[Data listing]
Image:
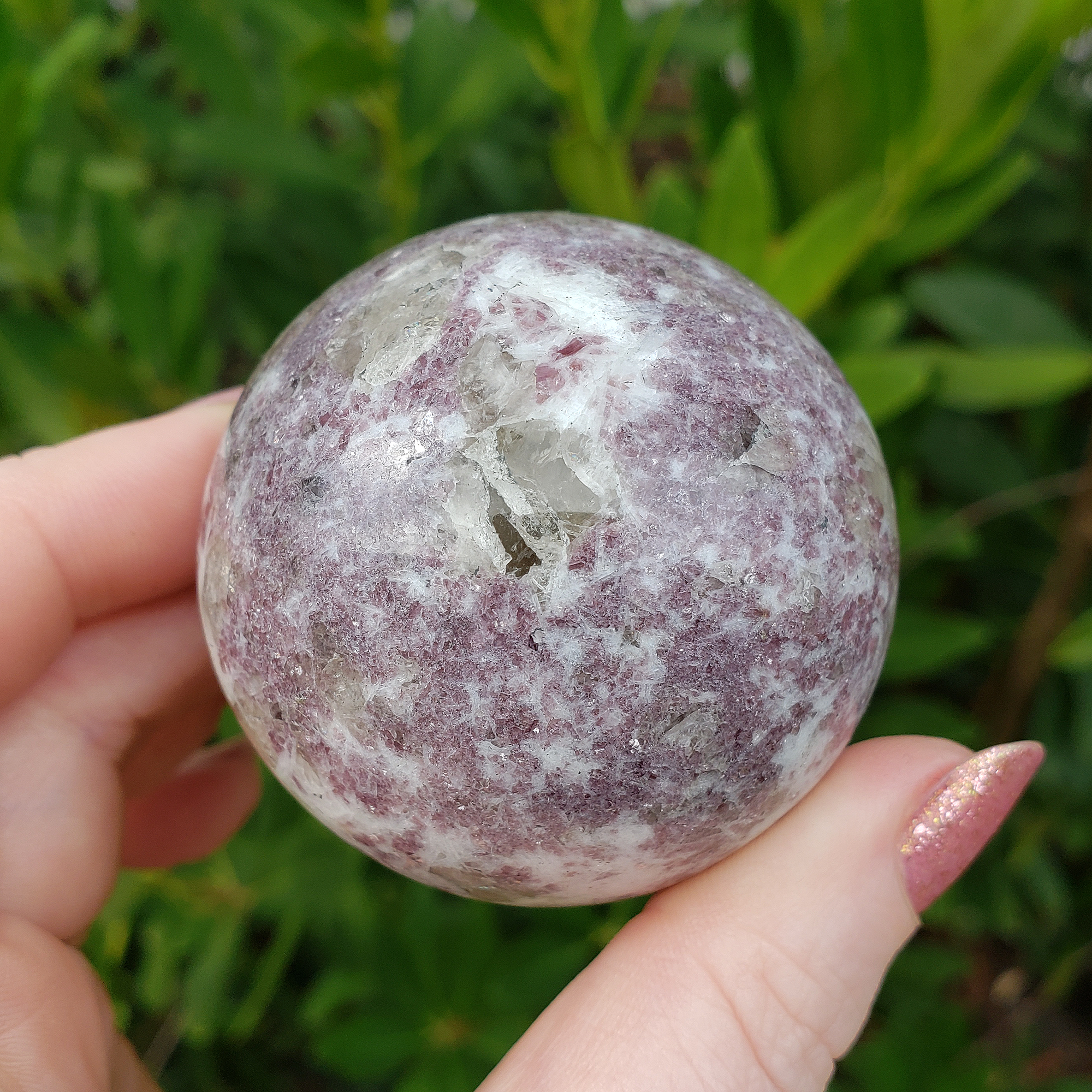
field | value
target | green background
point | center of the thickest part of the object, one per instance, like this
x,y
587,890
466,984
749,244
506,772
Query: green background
x,y
912,179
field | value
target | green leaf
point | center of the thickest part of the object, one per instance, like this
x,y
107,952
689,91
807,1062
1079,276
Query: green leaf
x,y
647,68
889,54
82,41
595,177
927,643
205,1000
823,248
983,308
1072,650
887,383
268,976
521,21
918,716
138,303
930,532
774,52
739,213
340,67
43,409
954,215
268,155
671,204
1014,379
369,1048
875,324
211,56
195,271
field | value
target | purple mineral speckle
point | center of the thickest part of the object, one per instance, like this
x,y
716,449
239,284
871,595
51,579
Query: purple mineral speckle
x,y
548,560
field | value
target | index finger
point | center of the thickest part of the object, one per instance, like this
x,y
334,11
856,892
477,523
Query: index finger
x,y
98,525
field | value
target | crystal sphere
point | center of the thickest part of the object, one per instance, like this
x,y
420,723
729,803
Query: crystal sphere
x,y
548,560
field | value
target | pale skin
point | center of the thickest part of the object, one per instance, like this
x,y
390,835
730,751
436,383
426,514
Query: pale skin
x,y
754,976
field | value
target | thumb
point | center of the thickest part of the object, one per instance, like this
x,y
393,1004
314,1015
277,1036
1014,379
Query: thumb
x,y
761,972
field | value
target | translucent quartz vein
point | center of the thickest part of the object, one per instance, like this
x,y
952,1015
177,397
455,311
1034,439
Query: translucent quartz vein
x,y
548,560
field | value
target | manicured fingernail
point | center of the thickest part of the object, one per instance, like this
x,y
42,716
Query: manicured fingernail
x,y
963,816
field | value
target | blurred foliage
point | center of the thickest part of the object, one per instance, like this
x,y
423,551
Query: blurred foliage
x,y
912,177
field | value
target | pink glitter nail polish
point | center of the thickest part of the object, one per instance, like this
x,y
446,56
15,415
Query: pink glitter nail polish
x,y
963,816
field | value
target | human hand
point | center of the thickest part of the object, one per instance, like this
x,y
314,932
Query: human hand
x,y
105,690
754,976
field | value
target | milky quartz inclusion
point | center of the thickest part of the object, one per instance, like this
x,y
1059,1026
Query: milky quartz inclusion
x,y
548,560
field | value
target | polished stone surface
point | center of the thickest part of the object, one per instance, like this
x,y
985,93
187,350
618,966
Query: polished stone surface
x,y
548,560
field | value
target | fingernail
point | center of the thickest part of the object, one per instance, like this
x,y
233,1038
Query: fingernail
x,y
963,816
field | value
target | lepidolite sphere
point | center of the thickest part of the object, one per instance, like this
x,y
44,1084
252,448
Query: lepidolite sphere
x,y
548,560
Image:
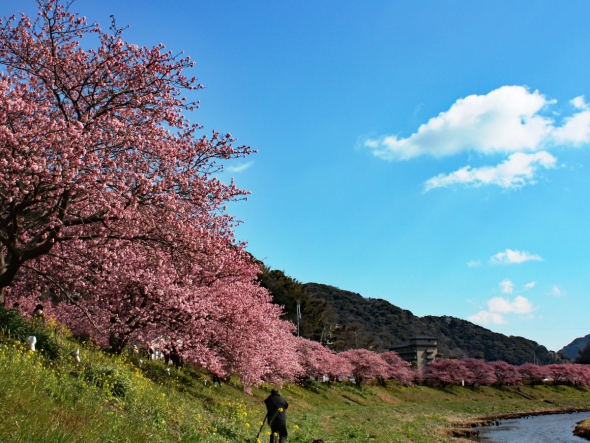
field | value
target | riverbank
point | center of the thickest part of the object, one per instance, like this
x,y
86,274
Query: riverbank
x,y
583,429
108,398
470,428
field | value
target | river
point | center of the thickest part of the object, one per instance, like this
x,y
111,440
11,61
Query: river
x,y
555,428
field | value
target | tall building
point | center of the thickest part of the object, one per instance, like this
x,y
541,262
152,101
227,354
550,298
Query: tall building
x,y
419,350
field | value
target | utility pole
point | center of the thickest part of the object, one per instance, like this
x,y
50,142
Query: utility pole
x,y
298,317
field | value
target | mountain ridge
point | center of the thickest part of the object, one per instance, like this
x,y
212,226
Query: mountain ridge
x,y
378,324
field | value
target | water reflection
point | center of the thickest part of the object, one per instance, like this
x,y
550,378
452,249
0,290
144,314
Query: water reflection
x,y
555,428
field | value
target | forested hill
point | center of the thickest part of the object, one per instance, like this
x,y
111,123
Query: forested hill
x,y
355,321
575,347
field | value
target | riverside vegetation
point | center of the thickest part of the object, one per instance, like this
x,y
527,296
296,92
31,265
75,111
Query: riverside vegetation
x,y
49,397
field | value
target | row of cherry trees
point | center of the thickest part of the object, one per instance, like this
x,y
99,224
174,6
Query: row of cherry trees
x,y
366,365
473,372
112,215
111,211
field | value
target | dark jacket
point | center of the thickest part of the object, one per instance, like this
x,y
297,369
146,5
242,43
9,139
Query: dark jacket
x,y
273,403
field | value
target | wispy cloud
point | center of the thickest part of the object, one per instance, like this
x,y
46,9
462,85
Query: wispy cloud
x,y
507,121
556,291
507,286
509,257
518,170
499,307
239,168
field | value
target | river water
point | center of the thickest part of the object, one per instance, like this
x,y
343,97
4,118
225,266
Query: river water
x,y
555,428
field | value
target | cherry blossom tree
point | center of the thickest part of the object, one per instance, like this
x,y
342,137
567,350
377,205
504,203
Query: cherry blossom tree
x,y
533,373
366,365
482,374
94,143
399,369
109,207
505,373
444,372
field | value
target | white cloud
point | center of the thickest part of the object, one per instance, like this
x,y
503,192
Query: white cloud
x,y
513,257
487,318
507,286
504,120
498,307
510,121
239,168
520,305
556,291
518,170
576,128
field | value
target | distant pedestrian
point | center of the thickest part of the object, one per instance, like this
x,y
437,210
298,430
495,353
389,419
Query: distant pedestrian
x,y
38,312
277,418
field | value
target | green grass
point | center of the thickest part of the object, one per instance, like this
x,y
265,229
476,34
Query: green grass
x,y
108,398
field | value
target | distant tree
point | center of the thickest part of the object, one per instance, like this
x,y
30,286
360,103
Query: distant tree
x,y
443,372
399,369
532,373
505,373
482,373
366,365
288,292
559,373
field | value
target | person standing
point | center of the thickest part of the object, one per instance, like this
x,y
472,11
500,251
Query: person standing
x,y
277,417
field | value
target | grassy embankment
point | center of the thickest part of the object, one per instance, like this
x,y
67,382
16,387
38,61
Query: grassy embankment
x,y
583,429
48,397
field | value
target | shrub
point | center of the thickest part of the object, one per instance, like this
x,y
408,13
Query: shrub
x,y
109,378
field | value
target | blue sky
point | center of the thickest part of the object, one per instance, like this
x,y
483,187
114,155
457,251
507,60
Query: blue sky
x,y
433,154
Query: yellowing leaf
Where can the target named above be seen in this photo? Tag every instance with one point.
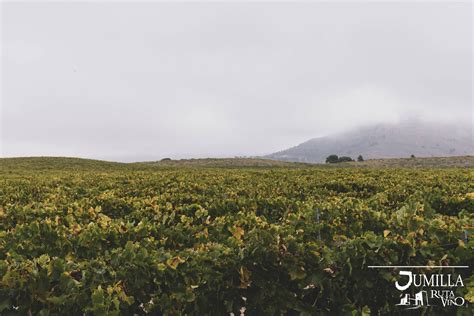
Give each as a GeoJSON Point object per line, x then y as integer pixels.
{"type": "Point", "coordinates": [174, 262]}
{"type": "Point", "coordinates": [238, 232]}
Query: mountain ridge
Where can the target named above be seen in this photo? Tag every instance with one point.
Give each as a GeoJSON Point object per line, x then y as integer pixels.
{"type": "Point", "coordinates": [380, 141]}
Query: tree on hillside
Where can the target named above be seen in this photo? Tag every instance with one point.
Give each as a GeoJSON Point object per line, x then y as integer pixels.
{"type": "Point", "coordinates": [332, 159]}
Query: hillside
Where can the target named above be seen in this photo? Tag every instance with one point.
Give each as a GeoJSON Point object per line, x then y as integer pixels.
{"type": "Point", "coordinates": [386, 141]}
{"type": "Point", "coordinates": [80, 164]}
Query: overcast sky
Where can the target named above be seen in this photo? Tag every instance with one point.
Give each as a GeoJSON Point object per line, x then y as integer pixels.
{"type": "Point", "coordinates": [143, 81]}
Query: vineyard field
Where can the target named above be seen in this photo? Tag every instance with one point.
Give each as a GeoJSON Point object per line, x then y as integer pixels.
{"type": "Point", "coordinates": [285, 239]}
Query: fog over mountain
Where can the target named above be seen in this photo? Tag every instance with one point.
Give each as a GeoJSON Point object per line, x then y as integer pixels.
{"type": "Point", "coordinates": [399, 140]}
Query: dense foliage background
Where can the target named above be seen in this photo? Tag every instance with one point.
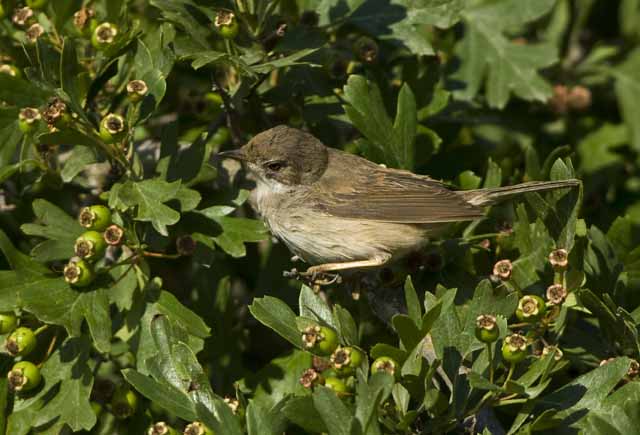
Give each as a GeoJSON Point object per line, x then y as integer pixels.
{"type": "Point", "coordinates": [191, 306]}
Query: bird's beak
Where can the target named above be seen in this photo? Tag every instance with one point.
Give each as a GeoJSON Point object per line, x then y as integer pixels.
{"type": "Point", "coordinates": [237, 154]}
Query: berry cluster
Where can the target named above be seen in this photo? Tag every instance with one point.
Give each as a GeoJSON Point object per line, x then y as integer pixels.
{"type": "Point", "coordinates": [24, 375]}
{"type": "Point", "coordinates": [91, 246]}
{"type": "Point", "coordinates": [533, 313]}
{"type": "Point", "coordinates": [334, 366]}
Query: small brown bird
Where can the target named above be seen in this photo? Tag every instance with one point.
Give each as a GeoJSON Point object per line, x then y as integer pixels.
{"type": "Point", "coordinates": [339, 211]}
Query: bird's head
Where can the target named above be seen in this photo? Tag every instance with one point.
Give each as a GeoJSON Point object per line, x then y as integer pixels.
{"type": "Point", "coordinates": [283, 155]}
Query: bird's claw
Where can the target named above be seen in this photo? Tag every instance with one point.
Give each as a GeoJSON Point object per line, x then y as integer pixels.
{"type": "Point", "coordinates": [313, 278]}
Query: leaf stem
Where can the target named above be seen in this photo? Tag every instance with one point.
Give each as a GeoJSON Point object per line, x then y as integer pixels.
{"type": "Point", "coordinates": [160, 255]}
{"type": "Point", "coordinates": [41, 329]}
{"type": "Point", "coordinates": [490, 356]}
{"type": "Point", "coordinates": [512, 368]}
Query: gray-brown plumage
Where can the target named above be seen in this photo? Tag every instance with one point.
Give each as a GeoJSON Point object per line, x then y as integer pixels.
{"type": "Point", "coordinates": [339, 211]}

WHAT YOU NEED TO DO: Turn the data starting at the line that contains "Query: dense foliage background" and ending at the end of the data into a Markdown table with the columns Row and Line. Omit blank lines, and leave the pictures out of the answer.

CORRECT OUTPUT:
| Row | Line |
|---|---|
| 1 | Query: dense foliage background |
| 2 | Where can the target named above be seen in this photo? Tag every instance with one point. |
| 3 | Give each as a GeoJSON Point object per line, x then y as integer pixels. |
| 4 | {"type": "Point", "coordinates": [191, 306]} |
| 5 | Query: bird's beak |
| 6 | Where can the target named above be seen in this photo? Tag every instance with one point. |
| 7 | Give each as a GeoJSON Point object per line, x then y as integer pixels. |
| 8 | {"type": "Point", "coordinates": [237, 154]} |
| 9 | Query: berry cluster |
| 10 | Where can the target named above be seen in this photo? Tag every instance with one point. |
| 11 | Give each as a GeoJSON Point object per line, x then y as integer pixels. |
| 12 | {"type": "Point", "coordinates": [24, 375]} |
| 13 | {"type": "Point", "coordinates": [91, 246]} |
| 14 | {"type": "Point", "coordinates": [533, 313]} |
| 15 | {"type": "Point", "coordinates": [334, 366]} |
| 16 | Query: small brown bird |
| 17 | Where can the target named above be seen in this photo? Tag every instance with one point. |
| 18 | Give each as a GeoJSON Point object per line, x then y as integer pixels. |
| 19 | {"type": "Point", "coordinates": [339, 211]} |
| 20 | Query: bird's head |
| 21 | Where can the target named above be seen in this photo? Tag every instance with one point. |
| 22 | Give each as a GeoJSON Point object per line, x then y as integer pixels. |
| 23 | {"type": "Point", "coordinates": [283, 155]} |
| 24 | Query: bird's claw |
| 25 | Where can the target named above be seen in this photo? Tag every instance with one point. |
| 26 | Give each as a GeoJSON Point object per line, x then y as integer pixels. |
| 27 | {"type": "Point", "coordinates": [313, 278]} |
| 28 | Query: leaf stem |
| 29 | Where can the target named above be seen in this photo? Tag every instance with one point. |
| 30 | Give each as a GeoJSON Point object per line, x then y as integer pixels. |
| 31 | {"type": "Point", "coordinates": [160, 255]} |
| 32 | {"type": "Point", "coordinates": [41, 329]} |
| 33 | {"type": "Point", "coordinates": [490, 356]} |
| 34 | {"type": "Point", "coordinates": [512, 368]} |
| 35 | Query: gray-brown plumage |
| 36 | Where can the target named above be seen in this photo? Tag every instance with one point. |
| 37 | Give each as a GeoJSON Point object per line, x then y as integer pixels. |
| 38 | {"type": "Point", "coordinates": [339, 211]} |